#### Required work
Copy out the records below line for line, leaving nothing out and changing nothing.

(Collected data)
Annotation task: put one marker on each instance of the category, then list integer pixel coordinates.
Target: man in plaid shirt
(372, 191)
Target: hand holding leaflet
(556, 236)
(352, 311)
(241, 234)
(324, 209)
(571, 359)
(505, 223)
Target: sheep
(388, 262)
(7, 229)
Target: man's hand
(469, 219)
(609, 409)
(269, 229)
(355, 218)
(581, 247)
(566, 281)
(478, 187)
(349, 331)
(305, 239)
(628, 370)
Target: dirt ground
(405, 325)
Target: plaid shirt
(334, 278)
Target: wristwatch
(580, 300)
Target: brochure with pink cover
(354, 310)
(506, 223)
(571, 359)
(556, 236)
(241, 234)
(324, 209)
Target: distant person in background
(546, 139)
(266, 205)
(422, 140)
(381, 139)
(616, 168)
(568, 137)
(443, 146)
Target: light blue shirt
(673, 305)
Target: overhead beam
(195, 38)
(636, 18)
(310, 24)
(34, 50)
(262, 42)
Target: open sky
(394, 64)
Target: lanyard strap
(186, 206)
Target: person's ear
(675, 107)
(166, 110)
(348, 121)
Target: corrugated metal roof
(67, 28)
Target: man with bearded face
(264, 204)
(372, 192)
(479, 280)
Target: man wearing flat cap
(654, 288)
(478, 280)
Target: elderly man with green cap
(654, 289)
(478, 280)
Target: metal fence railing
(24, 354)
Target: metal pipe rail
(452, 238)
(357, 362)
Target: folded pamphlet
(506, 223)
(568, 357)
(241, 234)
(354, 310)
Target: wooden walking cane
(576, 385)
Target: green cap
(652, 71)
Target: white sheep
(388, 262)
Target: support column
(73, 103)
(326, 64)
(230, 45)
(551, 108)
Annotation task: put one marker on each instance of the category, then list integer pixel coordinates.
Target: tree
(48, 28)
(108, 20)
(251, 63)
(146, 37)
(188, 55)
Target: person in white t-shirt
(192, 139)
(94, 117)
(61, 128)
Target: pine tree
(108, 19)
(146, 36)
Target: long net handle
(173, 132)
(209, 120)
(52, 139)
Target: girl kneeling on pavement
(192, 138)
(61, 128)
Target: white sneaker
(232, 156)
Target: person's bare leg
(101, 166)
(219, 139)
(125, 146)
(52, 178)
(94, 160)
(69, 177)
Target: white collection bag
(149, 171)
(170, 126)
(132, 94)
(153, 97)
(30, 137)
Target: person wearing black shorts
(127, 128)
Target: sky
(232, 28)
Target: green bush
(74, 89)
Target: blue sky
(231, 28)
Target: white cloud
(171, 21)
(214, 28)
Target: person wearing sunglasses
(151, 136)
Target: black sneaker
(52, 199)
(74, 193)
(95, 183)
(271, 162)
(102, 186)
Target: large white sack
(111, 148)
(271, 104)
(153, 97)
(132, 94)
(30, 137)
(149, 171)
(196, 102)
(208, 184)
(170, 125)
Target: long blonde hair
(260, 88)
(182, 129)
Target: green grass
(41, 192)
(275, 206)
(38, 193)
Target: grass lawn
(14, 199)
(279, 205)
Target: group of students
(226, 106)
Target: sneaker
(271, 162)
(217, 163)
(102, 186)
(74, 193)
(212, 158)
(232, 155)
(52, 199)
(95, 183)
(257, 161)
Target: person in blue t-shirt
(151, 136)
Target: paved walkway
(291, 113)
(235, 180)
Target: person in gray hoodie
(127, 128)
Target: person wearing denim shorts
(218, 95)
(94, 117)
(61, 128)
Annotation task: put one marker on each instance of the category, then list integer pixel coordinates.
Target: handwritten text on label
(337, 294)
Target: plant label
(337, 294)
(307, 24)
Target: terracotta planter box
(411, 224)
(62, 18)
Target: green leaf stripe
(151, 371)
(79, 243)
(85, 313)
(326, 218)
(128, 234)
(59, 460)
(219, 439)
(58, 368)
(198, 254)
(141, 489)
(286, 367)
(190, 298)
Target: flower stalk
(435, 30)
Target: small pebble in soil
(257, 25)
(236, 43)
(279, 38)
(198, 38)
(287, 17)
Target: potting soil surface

#### Complete answer
Annotation task: put one marker on each instance of the category, then list integer pixel coordinates.
Target: man in plaid shirt
(372, 191)
Target: hand holding leaflet
(556, 236)
(352, 311)
(241, 234)
(324, 209)
(571, 359)
(505, 223)
Target: sheep
(388, 262)
(7, 229)
Target: man's hand
(469, 219)
(609, 409)
(269, 229)
(355, 218)
(581, 247)
(566, 281)
(478, 187)
(349, 331)
(305, 239)
(628, 370)
Target: dirt ground
(405, 325)
Target: plaid shirt
(334, 278)
Target: wristwatch
(580, 300)
Target: brochure with pink cover
(354, 310)
(506, 223)
(571, 359)
(556, 236)
(241, 234)
(324, 209)
Target: distant person in background
(546, 139)
(266, 205)
(422, 140)
(381, 139)
(616, 168)
(568, 137)
(443, 146)
Target: light blue shirt
(673, 305)
Target: overhead beam
(195, 38)
(636, 18)
(310, 24)
(34, 50)
(262, 42)
Target: open sky
(394, 64)
Target: lanyard strap
(186, 206)
Target: person's ear
(675, 107)
(166, 110)
(348, 121)
Target: corrugated metal roof
(67, 28)
Target: man with bearded face
(264, 204)
(372, 192)
(479, 280)
Target: man wearing flat cap
(654, 288)
(478, 280)
Target: elderly man with green cap
(654, 289)
(478, 280)
Target: metal fence railing
(24, 354)
Target: metal pipe rail
(452, 238)
(357, 362)
Target: folded pamphlet
(506, 223)
(568, 357)
(241, 234)
(354, 310)
Target: wooden walking cane
(576, 385)
Target: green cap
(652, 71)
Target: white sheep
(388, 262)
Target: support column
(73, 103)
(326, 64)
(230, 45)
(551, 108)
Annotation task: put one marker on each instance of the category, then list integer pixel coordinates.
Target: tree
(48, 28)
(108, 20)
(251, 63)
(146, 37)
(188, 55)
Target: person in white t-shirt
(192, 139)
(94, 117)
(61, 128)
Target: pine tree
(108, 19)
(146, 36)
Target: long net handle
(173, 132)
(209, 120)
(52, 139)
Target: girl kneeling on pavement
(192, 138)
(61, 128)
Target: white sneaker
(232, 156)
Target: person's bare leg
(101, 166)
(219, 139)
(125, 146)
(52, 178)
(94, 160)
(69, 177)
Target: white collection bag
(149, 171)
(170, 126)
(132, 94)
(153, 97)
(30, 137)
Target: person wearing black shorts
(127, 128)
Target: sky
(232, 28)
Target: green bush
(74, 89)
Target: blue sky
(231, 28)
Target: white cloud
(171, 21)
(214, 28)
Target: person wearing sunglasses
(151, 136)
Target: black sneaker
(52, 199)
(74, 193)
(95, 183)
(271, 162)
(102, 186)
Target: large white sack
(111, 148)
(271, 104)
(153, 97)
(132, 94)
(30, 137)
(149, 171)
(196, 102)
(208, 184)
(170, 125)
Target: long blonde hair
(260, 88)
(182, 129)
Target: green grass
(41, 192)
(275, 206)
(38, 193)
Target: grass lawn
(14, 199)
(279, 205)
Target: group of students
(226, 106)
Target: sneaker
(271, 162)
(217, 163)
(102, 186)
(74, 193)
(212, 158)
(232, 155)
(52, 199)
(95, 183)
(257, 161)
Target: person in blue t-shirt
(151, 136)
Target: paved walkway
(291, 113)
(235, 180)
Target: person in gray hoodie
(127, 128)
Target: person wearing denim shorts
(218, 95)
(94, 117)
(61, 128)
Annotation task: put one marker on each instance of the category, then list integer pixel coordinates.
Target: handwritten text on label
(337, 294)
Target: plant label
(337, 294)
(307, 24)
Target: terracotta planter box
(411, 224)
(62, 18)
Target: green leaf stripe
(151, 371)
(79, 243)
(85, 313)
(326, 218)
(128, 234)
(59, 460)
(219, 439)
(58, 368)
(198, 254)
(141, 489)
(286, 367)
(190, 298)
Target: flower stalk
(435, 30)
Target: small pebble in soil
(257, 25)
(236, 43)
(279, 38)
(198, 38)
(287, 17)
Target: potting soil surface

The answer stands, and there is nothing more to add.